Extrait fourni
⁂

Une voûtelette est une petite voûte.
La surface intérieure ou concave d'une voûte (comme d'un arc ou d'un voussoir) est nommée intrados[2] ; la surface extérieure convexe étant nommée extrados.
Une voûte (ou un arc) est dite « surbaissée » lorsqu'elle a moins de hauteur que la moitié de sa largeur. Elle est dite « surhaussée » lorsqu'elle a plus de hauteur que la moitié de sa largeur[3].
Plusieurs classifications des voûtes sont réalisables :
- selon le mode de transmission des efforts ;
- suivant la forme de l'intrados de la voûte ;
- suivant le matériau ;
- suivant la technique de construction.
Sommaire
Éléments matériels constitutifs de la voûte
Une voûte est un ouvrage réalisé en maçonnerie (par exemple en pierre ou brique) ou en assemblages d'autres éléments de construction (par exemple du métal ou du bois), qui a une forme cintrée, en général ; elle sert à couvrir un espace (par exemple une pièce d'un bâtiment, un tunnel, un canal, une citerne, un four en maçonnerie)[4],[5].
Pour une voûte en maçonnerie, on parle généralement des éléments matériels suivants :
- claveau : toutes pierres taillées en forme de coin et qui servent à construire une plate-bande, une architrave[6], un arc ou une voûte (voir aussi voussoir) ;
- clé d'arc : dernier voussoir ou claveau que l'on pose au sommet d'une voûte, d'un arc ou d'une plate-bande, pour les fermer et les bander[6] ;
- douelle : parement intérieur d'une voûte ou d'un voussoir, que l'on nomme aussi intrados[7] ;
- écoinçon : ouvrage de menuiserie ou de maçonnerie formant l'encoignure de l'embrasure d'une baie. Il désigne aussi l'espace compris entre deux arcs ou entre un arc et une délimitation rectangulaire ;
- extrados : la surface convexe extérieure d'une voûte qui est régulière[8], comme la surface concave intérieure est l'intrados[9] ;
- intrados : surface inférieure ou concave d'une voûte, d'un arc, d'un voussoir[2].
Distinction selon le mode de transmission des efforts
Suivant le mode de transmission des efforts appliqués à la voûte, on distingue cinq types de voûtes :
- les voûtes en encorbellement ;
- les voûtes en arc ;
- les voûtes plein cintre ;
- les voûtes en arc de cercle ;
- les voûtes en ogive.

⁂

Liste des tâches
A. Dans l'extrait sur les voûtes, combien de types de voûtes distingue-t-on selon le mode de transmission des efforts ?
B. Traduisez en anglais cette phrase de l'extrait sur les voûtes : « Une voûte (ou un arc) est dite « surbaissée » lorsqu'elle a moins de hauteur que la moitié de sa largeur. »
Les items ne jouent aucun rôle ici.

⁂

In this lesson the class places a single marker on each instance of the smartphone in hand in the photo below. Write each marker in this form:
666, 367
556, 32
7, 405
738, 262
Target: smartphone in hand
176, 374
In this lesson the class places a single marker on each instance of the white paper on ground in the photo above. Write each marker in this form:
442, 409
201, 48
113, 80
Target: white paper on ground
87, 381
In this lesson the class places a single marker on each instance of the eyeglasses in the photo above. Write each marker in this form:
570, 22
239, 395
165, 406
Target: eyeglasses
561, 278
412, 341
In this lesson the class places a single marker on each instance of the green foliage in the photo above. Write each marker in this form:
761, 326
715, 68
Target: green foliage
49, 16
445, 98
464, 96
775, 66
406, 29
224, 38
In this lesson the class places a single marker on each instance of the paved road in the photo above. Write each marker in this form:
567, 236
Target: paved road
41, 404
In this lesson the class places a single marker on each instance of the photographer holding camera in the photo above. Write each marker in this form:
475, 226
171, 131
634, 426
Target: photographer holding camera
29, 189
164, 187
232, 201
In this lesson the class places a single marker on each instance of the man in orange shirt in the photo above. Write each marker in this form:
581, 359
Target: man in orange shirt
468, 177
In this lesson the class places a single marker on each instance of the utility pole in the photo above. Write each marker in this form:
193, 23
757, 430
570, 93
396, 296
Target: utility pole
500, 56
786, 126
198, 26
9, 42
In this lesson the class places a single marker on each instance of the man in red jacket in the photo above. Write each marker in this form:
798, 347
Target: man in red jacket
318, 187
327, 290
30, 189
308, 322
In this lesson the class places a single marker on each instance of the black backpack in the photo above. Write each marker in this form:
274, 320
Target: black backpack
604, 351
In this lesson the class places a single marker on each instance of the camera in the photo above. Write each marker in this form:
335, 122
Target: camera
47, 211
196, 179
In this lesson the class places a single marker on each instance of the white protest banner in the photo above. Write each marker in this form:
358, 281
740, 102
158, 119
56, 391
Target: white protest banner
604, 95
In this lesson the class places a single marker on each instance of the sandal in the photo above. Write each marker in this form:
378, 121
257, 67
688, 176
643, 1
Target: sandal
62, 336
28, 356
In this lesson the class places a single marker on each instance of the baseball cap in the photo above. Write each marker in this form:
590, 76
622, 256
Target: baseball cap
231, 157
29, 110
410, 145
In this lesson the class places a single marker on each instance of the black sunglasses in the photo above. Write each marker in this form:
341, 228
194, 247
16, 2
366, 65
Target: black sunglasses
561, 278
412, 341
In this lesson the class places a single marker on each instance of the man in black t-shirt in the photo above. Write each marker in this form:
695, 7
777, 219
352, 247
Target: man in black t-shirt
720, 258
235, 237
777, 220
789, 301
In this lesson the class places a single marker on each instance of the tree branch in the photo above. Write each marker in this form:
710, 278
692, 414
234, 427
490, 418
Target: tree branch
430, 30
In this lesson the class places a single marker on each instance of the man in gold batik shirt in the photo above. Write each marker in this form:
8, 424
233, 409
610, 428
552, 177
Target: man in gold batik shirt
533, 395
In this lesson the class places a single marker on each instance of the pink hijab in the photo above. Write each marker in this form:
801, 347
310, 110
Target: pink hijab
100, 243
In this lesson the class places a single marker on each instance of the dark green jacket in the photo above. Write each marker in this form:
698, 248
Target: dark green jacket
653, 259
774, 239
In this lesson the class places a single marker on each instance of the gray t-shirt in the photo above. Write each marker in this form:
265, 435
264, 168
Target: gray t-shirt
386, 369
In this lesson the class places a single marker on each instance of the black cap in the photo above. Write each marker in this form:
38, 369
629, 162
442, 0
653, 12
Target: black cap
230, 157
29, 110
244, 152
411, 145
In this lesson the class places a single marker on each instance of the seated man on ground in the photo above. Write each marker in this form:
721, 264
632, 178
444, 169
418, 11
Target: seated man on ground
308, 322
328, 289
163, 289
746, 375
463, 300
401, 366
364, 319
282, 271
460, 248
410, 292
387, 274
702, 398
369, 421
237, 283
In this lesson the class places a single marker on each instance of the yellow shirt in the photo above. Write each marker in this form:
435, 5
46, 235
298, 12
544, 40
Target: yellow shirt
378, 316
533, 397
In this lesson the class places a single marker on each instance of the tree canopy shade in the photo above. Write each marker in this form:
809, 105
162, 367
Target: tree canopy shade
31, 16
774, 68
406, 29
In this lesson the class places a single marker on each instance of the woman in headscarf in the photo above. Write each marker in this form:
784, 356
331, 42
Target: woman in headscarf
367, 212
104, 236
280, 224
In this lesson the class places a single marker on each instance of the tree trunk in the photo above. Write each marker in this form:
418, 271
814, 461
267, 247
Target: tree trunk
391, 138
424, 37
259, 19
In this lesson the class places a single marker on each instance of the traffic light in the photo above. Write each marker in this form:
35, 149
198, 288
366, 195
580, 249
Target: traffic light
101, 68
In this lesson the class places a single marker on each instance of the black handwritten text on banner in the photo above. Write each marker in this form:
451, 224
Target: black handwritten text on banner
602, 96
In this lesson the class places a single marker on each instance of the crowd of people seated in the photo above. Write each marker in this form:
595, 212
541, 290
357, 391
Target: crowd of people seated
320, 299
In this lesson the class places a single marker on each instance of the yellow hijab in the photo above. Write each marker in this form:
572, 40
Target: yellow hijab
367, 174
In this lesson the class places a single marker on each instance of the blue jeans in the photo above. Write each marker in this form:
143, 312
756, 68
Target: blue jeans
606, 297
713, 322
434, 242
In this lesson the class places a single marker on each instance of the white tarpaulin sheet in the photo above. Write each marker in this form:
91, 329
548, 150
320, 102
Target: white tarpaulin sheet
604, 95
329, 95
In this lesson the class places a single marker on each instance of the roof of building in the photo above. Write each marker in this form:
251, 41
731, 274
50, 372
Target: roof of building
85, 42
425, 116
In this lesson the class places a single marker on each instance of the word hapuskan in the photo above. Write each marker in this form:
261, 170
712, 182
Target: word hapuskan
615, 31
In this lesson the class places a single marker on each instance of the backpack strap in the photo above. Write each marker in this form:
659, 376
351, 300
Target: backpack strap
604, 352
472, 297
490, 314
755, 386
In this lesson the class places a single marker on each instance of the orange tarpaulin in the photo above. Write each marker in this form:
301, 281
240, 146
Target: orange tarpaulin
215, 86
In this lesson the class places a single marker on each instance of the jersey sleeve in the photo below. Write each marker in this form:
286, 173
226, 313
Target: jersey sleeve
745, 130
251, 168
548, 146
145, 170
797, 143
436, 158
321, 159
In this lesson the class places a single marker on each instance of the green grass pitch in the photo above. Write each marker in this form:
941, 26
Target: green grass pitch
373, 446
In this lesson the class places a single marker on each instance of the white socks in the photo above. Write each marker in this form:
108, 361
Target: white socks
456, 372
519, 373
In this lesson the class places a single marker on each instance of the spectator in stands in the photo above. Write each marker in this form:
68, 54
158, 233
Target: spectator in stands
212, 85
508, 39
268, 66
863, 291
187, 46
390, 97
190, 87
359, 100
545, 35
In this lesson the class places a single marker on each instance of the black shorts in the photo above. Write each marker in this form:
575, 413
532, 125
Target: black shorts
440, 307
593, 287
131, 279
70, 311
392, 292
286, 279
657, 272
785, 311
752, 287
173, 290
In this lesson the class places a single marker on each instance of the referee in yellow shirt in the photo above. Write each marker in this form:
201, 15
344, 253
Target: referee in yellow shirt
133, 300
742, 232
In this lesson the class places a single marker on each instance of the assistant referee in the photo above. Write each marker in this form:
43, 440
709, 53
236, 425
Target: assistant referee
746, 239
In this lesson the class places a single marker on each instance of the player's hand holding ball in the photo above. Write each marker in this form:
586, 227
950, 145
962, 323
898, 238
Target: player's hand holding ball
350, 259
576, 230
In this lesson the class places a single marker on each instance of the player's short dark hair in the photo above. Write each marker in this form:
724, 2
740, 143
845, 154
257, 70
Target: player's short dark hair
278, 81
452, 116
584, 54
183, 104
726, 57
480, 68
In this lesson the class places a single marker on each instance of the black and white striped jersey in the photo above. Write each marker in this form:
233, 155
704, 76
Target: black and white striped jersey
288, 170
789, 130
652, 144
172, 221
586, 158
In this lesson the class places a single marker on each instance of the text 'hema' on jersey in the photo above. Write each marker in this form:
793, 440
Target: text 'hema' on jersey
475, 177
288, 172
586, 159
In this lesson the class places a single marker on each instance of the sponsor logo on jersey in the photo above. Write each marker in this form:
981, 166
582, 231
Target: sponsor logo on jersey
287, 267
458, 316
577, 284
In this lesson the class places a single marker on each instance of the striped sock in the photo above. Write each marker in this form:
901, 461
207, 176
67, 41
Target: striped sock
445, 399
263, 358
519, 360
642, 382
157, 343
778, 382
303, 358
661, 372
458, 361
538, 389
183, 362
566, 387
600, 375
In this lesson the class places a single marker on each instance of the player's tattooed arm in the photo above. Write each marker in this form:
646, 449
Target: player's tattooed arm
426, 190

⁂

Réponses par tâche
A. Cinq types.

B. A vault (or an arch) is called "surbased" when its height is less than half its width.